» Written problem:
Please pick out and copy every line of the data below that contains the word "wooden".

» Listed entries:

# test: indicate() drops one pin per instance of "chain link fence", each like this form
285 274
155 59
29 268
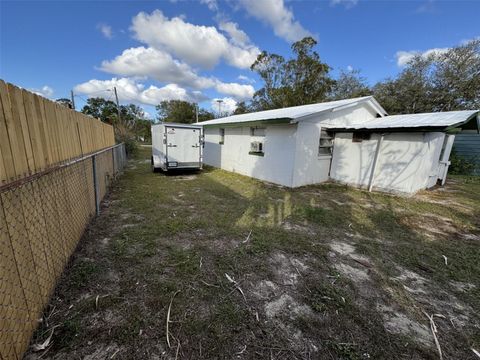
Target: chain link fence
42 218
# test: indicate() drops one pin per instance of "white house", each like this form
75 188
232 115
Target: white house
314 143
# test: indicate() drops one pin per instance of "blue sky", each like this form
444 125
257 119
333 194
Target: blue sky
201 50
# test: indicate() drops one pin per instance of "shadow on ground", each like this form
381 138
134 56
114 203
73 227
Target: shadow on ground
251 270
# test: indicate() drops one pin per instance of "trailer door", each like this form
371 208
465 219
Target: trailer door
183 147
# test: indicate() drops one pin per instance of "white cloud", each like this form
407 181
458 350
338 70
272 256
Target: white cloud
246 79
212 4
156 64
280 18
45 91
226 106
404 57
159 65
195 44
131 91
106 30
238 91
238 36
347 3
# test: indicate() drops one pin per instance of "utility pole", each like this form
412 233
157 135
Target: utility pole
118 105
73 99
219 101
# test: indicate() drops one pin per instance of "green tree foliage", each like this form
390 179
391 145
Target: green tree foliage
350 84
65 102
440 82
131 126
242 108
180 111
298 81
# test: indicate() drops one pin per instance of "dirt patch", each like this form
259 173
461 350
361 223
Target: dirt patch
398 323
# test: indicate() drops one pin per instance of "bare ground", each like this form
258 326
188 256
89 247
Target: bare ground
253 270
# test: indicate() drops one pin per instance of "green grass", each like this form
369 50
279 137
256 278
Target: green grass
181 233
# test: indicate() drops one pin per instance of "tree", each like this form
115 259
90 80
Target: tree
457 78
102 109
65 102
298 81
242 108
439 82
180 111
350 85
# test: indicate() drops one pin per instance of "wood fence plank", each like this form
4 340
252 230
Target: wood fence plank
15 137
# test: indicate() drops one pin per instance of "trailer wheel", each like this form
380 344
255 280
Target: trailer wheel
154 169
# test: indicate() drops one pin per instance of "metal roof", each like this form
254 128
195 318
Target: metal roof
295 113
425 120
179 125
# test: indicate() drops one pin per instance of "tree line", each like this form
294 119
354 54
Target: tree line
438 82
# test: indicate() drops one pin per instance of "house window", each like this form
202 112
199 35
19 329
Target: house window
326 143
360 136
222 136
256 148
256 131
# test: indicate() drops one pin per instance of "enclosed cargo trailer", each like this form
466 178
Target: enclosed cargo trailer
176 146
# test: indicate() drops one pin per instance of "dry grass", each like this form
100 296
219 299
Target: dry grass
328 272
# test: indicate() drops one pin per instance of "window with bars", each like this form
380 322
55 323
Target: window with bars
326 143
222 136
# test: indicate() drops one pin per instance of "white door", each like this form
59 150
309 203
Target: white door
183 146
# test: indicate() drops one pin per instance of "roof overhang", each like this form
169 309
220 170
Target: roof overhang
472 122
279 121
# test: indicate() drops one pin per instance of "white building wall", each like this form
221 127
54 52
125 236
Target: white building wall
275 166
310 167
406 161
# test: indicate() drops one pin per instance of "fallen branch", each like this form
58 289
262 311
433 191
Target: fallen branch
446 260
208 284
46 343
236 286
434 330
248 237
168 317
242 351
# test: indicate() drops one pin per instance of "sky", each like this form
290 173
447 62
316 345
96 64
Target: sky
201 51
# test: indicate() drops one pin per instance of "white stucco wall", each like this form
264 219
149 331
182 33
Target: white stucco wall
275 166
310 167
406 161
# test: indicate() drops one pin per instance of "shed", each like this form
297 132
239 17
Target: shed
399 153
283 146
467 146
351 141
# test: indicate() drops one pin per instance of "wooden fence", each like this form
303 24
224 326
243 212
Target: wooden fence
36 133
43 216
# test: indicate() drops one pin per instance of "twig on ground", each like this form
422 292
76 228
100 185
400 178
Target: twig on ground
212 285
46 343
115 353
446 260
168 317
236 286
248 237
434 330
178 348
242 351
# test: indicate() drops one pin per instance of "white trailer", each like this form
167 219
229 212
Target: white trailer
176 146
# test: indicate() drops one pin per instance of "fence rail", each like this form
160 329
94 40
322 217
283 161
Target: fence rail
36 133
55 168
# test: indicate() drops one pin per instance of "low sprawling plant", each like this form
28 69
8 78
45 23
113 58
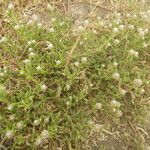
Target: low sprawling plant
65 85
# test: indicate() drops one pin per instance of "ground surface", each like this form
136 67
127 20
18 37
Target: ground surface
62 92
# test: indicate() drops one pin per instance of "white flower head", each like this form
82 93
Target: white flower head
* * *
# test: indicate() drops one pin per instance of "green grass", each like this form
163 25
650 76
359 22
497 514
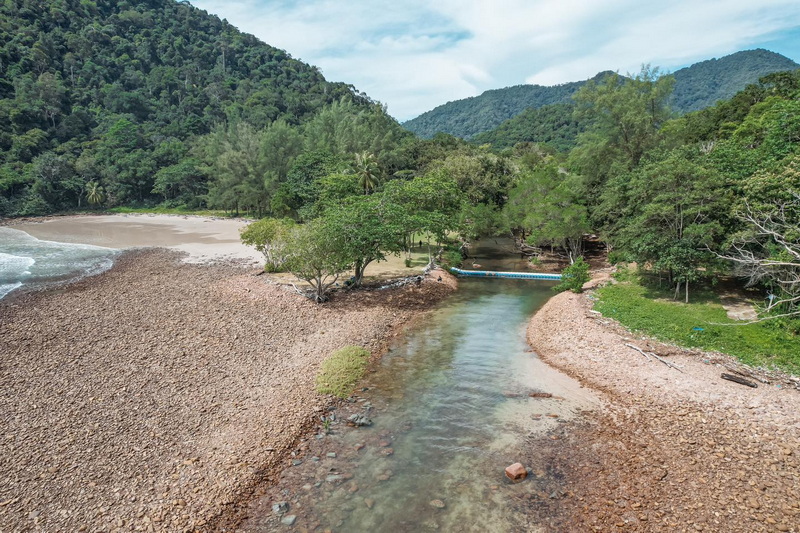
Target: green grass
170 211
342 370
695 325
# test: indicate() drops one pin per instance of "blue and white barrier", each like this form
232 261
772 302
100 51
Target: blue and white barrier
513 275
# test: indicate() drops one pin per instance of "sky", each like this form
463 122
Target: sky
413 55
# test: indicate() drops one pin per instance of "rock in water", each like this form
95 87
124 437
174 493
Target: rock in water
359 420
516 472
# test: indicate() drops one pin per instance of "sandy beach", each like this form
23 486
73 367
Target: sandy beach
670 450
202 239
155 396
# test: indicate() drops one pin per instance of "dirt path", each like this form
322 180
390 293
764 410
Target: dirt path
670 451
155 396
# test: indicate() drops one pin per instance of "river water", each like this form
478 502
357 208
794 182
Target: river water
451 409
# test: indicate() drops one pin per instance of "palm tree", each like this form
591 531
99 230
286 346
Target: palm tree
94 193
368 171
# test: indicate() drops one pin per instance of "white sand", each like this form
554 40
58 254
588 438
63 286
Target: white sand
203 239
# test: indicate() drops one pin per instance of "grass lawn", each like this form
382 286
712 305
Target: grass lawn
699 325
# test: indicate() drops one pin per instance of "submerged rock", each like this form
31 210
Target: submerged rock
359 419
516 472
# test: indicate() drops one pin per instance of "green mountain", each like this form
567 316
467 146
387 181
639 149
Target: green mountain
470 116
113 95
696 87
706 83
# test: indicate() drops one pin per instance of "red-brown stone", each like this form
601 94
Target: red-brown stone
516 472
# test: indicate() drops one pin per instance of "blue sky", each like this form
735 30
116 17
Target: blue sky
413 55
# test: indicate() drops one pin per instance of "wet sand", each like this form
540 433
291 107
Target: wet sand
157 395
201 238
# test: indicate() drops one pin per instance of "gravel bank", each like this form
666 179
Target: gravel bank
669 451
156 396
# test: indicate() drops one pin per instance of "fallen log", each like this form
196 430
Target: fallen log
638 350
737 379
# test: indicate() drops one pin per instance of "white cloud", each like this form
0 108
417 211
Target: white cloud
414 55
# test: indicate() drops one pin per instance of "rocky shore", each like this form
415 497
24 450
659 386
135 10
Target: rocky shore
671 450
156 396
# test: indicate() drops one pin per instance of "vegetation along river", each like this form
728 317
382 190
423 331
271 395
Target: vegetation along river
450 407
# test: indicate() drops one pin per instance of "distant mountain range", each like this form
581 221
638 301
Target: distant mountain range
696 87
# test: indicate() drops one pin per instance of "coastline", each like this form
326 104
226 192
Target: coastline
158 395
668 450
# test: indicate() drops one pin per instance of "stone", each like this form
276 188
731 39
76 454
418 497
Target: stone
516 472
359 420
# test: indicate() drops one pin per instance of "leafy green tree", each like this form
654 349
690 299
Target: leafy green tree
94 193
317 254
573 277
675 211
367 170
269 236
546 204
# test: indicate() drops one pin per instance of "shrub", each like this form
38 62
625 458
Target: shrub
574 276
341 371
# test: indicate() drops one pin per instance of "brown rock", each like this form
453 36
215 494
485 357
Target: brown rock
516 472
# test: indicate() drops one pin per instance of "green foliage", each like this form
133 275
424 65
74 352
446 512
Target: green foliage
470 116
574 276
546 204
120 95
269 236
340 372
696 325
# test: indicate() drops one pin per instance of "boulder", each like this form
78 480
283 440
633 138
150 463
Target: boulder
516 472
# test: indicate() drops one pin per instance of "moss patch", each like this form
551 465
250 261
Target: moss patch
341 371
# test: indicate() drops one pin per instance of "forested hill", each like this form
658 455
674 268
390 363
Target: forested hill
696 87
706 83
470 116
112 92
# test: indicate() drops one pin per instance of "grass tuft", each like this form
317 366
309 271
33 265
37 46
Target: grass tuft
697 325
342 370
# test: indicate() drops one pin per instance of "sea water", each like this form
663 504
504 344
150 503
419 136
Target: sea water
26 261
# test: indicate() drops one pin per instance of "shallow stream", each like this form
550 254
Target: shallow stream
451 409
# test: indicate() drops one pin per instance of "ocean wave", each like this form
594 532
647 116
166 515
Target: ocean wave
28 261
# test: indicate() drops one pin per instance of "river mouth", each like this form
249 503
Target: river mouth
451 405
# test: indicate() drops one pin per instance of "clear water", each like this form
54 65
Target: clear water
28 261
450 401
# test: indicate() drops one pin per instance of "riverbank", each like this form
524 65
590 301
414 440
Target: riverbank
...
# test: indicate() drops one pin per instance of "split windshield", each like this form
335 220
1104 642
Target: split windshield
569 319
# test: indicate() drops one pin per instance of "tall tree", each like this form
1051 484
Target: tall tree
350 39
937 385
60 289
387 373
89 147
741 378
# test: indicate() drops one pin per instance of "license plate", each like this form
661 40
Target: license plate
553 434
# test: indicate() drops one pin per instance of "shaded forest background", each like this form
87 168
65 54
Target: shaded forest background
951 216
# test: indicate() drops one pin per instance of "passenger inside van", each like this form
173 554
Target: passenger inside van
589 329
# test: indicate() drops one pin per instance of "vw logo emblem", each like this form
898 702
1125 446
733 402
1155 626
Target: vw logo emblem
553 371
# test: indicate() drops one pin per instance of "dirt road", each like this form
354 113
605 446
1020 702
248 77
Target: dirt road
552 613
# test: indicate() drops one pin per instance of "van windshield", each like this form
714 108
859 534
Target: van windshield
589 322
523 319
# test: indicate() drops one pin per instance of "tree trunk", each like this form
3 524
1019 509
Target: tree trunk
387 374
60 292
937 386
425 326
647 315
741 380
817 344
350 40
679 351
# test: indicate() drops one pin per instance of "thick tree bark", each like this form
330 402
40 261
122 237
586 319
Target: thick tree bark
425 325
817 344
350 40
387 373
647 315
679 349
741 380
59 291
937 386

» Complete response:
# test: indicate() drops one pin per instance of "wooden fence", each like this form
Target: wooden fence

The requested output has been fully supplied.